What is required: Can you quote, word for word, the passage of the Winter Week plays article below that begins with the words "Acting in these" and ends with "of 2010 graduates."?
══ Provided text
As we enter the height of winter, many kids are taking a break from the hectic firestorm that was term one. Freshman have gotten a taste for what the high school is like. Sophomores finally feel at home and may be taking more advanced classes. Juniors are dealing with the first signs of their future with SAT’s and getting driver’s licenses. Seniors now have the responsibility of being the head honchos on campus and applying to colleges.
With all of this, it’s hard to remember that there are plays being put on for winter week at our school. It’s a tradition that many students have heard of, but not necessarily taken part in, a tradition that has lost support over time but hopefully one that will come back into full force this year with a new focus on shorter plays. Shorter, as in 10 minutes long. These 10-min shows are being introduced as a way to draw more kids into the fray.
The idea of Winter Week Plays extends far back into Wayland High School history. According to drama teacher Richard Weingartner, it began even before he started teaching at the school. They used to be a large event with many students from all four grades performing one-act plays, but this was over a decade ago.
This year, the idea is to put on shorter plays to cover a wider range of genres and allow for more students to be involved. The past few years have seen a lack of interest and participation from students. While some say this may have been because of the play lengths and the amount of commitment involved, I believe that other forces have held students back from the plays.
Perhaps it’s because of what I explained above, with students taking breaks from activities. However, I think that students are afraid to commit to the responsibility of taking part in the plays. This is totally understandable because I am relatively new to the drama program and know exactly what it is like to be hesitant about getting involved in it.
My first play was last spring, and I had my reservations about it. “I don’t want to go on-stage and make a fool of myself,” I remember saying. That’s stage fright, a phenomenon that keeps students from performing at Winter Week. Well, here’s some news: many of us “actors” still have frequent bouts of stage fright, even the most experienced seniors.
“It’s something that we all have to overcome –the basketball player right before the jump ball is thrown, the swimmer right before the buzzer goes. The only way it will become easier to deal with is if we keep overcoming it,” says senior Robyn Levy.
These new winter shows will offer a taste of what the full drama program is like. Weingartner plans to hold a couple of acting workshops for would-be thespians looking to try their hands at theater. He explains that these are akin to sports clinics or practices.
“I set high expectations and give kids the training to meet and even exceed those expectations,” he says. “I’m not going to do their work for them.”
Kids are the ones in charge here. If they have a show with 2 people, they will self-direct and plan their own practices. Therein lies the beauty of the 10-minute play. It allows for those with even the most rigid schedules to get together and rehearse a short, yet meaningful show.
Acting in these shows is a great way to learn something new and challenge yourself, yet still have fun. For many seniors, this will be their last chance to act in a show. For underclassmen, it’s the perfect time to get involved and take over the reins once the class of 2010 graduates.
It’s an experience that is unique in that it challenges us to use all parts of our brains at once and realize that what you do matters, even if you are just a kid in high school. More importantly, though, acting is showing the truth under imaginary circumstances. It’s revealing something about yourself to those watching. It’s simultaneous self-expression and self-discovery. All of that in 10 minutes and free of charge? You can sign me up.
The student-run auditions were held yesterday and will continue after school today. Talk to Mr. Weingartner, Robyn Levy or Danielle Barrett for specifics.
════
══ Dataset entries
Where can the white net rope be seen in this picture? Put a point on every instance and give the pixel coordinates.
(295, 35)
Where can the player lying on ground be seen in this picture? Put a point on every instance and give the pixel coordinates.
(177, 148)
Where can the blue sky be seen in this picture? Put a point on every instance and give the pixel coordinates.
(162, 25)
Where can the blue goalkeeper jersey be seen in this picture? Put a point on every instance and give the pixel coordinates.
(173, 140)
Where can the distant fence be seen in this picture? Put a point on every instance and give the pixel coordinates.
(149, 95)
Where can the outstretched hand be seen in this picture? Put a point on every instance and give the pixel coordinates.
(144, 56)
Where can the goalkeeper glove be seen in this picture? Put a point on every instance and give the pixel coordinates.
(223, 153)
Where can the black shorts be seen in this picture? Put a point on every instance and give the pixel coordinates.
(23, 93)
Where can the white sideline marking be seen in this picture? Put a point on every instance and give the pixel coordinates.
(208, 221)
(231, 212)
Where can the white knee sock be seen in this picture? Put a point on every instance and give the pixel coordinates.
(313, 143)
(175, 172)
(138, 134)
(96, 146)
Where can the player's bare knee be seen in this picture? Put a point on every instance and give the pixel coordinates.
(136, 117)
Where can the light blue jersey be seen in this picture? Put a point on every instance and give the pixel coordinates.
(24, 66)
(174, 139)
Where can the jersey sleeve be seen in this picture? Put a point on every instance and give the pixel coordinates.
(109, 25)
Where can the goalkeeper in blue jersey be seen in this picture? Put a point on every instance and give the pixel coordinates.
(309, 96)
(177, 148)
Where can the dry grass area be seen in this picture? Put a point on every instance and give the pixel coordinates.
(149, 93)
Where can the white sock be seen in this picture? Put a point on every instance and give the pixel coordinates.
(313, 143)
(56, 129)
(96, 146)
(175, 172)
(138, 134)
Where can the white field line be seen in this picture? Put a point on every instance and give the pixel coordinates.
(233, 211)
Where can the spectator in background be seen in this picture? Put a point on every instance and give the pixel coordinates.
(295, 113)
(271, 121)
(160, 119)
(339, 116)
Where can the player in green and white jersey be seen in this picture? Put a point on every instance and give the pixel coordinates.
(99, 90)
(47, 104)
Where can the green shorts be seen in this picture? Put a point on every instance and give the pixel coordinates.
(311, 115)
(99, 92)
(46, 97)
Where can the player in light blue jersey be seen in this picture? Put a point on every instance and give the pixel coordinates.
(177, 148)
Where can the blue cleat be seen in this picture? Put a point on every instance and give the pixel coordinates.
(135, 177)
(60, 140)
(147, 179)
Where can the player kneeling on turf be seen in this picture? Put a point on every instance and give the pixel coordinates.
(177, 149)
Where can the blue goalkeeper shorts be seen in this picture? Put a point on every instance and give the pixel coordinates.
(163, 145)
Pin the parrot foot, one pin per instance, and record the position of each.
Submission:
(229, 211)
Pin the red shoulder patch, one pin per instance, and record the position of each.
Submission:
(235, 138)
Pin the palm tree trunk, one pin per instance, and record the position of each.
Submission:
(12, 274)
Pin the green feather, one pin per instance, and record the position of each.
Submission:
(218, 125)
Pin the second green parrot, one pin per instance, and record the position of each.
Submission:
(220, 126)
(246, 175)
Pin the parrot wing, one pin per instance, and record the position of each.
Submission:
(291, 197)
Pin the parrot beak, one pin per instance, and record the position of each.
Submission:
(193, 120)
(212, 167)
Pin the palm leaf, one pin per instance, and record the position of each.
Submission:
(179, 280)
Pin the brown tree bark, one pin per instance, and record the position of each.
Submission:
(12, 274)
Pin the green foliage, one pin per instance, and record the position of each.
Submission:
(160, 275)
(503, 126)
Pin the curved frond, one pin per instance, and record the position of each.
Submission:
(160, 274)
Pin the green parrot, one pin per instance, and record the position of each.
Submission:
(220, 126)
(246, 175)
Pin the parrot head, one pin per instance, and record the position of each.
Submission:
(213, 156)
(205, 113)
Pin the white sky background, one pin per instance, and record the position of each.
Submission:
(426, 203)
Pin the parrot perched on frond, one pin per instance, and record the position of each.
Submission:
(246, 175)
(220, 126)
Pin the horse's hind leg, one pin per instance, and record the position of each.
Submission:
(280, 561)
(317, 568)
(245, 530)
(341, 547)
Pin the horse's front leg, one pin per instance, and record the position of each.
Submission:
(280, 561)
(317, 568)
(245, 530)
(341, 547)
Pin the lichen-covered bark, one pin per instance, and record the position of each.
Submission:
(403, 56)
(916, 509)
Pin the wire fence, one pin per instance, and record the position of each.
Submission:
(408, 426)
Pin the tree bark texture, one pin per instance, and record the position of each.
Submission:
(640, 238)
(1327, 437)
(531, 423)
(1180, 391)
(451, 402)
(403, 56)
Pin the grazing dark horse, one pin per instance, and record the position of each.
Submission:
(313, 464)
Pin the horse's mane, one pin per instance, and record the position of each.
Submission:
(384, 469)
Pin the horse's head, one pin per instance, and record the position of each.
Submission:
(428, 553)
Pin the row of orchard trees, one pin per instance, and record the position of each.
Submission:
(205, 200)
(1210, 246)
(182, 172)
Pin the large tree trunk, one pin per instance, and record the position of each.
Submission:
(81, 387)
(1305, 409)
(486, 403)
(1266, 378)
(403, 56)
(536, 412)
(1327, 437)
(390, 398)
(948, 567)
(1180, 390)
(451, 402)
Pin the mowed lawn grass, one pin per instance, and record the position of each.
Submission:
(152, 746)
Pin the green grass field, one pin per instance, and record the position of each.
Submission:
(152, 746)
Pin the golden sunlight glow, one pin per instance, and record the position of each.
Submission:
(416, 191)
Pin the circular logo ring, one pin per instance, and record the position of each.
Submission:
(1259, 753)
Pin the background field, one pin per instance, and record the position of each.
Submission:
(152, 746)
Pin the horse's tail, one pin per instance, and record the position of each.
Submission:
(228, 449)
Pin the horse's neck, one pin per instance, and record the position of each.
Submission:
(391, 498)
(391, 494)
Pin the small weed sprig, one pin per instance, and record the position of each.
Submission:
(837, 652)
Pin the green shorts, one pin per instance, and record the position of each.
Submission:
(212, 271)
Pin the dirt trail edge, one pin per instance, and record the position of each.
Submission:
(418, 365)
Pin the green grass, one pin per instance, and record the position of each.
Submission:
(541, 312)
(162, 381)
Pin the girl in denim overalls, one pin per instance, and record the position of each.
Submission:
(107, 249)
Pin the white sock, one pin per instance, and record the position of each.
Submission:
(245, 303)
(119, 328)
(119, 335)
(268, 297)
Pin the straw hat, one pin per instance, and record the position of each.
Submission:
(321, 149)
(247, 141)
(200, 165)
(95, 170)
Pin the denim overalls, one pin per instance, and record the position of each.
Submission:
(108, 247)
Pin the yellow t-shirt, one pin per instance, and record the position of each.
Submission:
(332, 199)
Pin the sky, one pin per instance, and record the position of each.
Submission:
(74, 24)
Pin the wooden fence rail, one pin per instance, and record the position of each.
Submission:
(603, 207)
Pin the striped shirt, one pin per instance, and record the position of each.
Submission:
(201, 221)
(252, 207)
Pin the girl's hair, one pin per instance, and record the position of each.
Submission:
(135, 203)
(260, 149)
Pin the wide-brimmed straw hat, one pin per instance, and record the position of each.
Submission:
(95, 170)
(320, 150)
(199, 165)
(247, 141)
════
Exercise solution:
Acting in these shows is a great way to learn something new and challenge yourself, yet still have fun. For many seniors, this will be their last chance to act in a show. For underclassmen, it’s the perfect time to get involved and take over the reins once the class of 2010 graduates.